### MATERIAL SHOWN
···

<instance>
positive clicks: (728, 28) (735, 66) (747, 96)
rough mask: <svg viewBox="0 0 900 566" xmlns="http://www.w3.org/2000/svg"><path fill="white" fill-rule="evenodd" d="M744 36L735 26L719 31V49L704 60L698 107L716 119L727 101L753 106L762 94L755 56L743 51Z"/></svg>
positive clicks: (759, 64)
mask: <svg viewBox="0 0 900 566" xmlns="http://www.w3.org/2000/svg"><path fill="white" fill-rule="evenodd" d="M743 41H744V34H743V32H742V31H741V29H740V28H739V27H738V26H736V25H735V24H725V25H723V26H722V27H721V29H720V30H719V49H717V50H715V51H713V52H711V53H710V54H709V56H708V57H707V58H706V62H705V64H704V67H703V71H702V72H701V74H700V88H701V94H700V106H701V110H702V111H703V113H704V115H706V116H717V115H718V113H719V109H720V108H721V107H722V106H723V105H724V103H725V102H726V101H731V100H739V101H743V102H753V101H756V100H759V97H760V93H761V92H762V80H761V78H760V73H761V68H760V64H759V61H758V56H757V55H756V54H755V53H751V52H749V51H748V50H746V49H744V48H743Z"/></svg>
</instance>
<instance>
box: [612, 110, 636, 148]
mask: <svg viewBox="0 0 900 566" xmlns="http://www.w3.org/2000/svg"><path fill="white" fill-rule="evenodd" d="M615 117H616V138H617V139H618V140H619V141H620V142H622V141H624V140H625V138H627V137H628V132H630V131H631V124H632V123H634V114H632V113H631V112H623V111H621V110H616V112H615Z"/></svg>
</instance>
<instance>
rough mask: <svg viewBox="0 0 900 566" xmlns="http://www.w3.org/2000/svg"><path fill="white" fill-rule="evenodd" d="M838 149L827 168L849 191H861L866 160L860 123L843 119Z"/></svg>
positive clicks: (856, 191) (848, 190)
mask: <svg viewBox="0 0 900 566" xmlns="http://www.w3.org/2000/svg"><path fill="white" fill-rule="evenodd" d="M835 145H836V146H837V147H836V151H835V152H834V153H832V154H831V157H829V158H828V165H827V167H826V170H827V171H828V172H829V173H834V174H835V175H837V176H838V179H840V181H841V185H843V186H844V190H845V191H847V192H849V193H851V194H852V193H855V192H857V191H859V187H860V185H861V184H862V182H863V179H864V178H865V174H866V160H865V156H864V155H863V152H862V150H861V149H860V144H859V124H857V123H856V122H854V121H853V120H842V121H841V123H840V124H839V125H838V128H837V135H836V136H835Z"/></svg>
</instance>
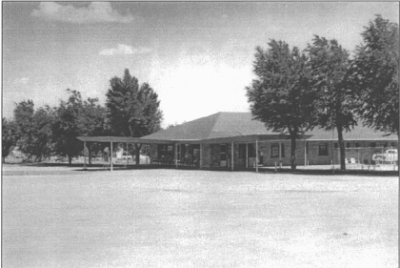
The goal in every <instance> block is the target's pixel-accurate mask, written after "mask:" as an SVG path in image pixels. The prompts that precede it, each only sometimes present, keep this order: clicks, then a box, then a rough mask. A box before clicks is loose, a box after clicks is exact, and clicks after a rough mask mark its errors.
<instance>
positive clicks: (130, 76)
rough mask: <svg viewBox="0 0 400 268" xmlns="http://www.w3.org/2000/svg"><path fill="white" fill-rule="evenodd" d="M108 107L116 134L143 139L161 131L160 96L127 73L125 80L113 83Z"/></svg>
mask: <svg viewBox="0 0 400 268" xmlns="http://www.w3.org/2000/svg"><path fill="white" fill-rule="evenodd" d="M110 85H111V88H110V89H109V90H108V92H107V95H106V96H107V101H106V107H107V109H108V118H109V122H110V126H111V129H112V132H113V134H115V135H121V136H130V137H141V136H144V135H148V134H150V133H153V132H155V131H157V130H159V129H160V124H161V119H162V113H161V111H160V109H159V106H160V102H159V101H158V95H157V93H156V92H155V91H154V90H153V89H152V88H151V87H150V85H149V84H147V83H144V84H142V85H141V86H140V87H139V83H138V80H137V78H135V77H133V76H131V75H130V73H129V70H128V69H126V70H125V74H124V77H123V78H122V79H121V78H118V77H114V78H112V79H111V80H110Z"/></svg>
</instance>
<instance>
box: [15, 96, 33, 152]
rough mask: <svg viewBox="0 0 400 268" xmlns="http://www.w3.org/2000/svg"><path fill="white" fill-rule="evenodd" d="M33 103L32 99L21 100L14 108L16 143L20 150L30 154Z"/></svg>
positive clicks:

···

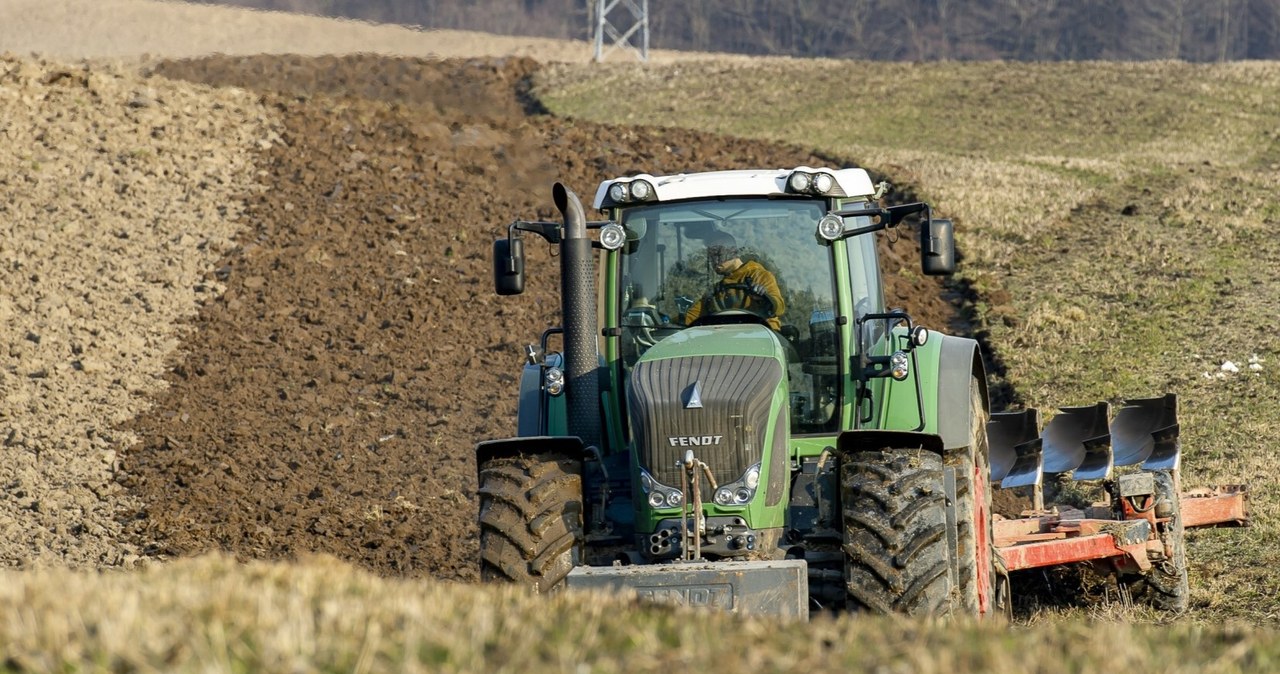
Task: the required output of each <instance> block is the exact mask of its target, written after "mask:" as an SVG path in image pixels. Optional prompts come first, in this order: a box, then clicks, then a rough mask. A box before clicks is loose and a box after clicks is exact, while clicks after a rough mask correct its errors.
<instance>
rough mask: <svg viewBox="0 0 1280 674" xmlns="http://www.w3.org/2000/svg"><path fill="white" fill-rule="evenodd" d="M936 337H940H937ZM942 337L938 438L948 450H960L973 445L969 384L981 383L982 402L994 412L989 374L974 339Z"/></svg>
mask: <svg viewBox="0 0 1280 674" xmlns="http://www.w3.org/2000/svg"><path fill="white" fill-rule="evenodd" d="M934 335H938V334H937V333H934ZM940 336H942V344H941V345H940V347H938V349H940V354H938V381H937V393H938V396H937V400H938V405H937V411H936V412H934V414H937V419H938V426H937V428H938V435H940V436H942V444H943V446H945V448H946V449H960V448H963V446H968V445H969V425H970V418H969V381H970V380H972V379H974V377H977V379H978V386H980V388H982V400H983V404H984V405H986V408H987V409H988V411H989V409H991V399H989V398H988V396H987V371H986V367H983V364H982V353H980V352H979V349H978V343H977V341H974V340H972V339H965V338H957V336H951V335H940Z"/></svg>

···

### EXERCISE BRIEF
Taking the entries above, write out exactly each line from the one holding "107L116 134L143 139L161" to the one holding "box: [15, 96, 33, 152]", both included, and stop there.

### EXERCISE OUTPUT
rough mask: <svg viewBox="0 0 400 268" xmlns="http://www.w3.org/2000/svg"><path fill="white" fill-rule="evenodd" d="M108 107L116 134L143 139L161 131L160 96L127 73L125 80L113 83Z"/></svg>
mask: <svg viewBox="0 0 400 268" xmlns="http://www.w3.org/2000/svg"><path fill="white" fill-rule="evenodd" d="M110 85H111V88H110V89H109V90H108V92H107V95H106V96H107V101H106V107H107V109H108V118H109V122H110V126H111V129H112V132H113V134H115V135H121V136H130V137H141V136H144V135H148V134H150V133H153V132H155V131H157V130H159V129H160V124H161V119H162V113H161V111H160V109H159V106H160V102H159V101H158V95H157V93H156V92H155V91H154V90H153V89H152V88H151V87H150V85H149V84H147V83H144V84H142V85H141V86H140V87H139V83H138V80H137V78H135V77H133V76H131V75H130V73H129V70H128V69H126V70H125V74H124V77H123V78H122V79H121V78H118V77H114V78H112V79H111V80H110Z"/></svg>
</instance>
<instance>
box: [15, 96, 33, 152]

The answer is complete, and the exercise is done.